╔══

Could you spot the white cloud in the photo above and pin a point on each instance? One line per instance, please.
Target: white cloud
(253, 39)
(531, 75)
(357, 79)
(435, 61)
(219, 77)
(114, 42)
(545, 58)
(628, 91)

╚══

■ Objetivo del ejercicio
Extrae todas las líneas anteriores y reprodúcelas sin ningún cambio.

■ Solución
Could you spot the white cloud in the photo above and pin a point on each instance? One line per instance, please.
Target: white cloud
(253, 39)
(531, 75)
(357, 79)
(435, 61)
(219, 77)
(114, 42)
(545, 58)
(628, 91)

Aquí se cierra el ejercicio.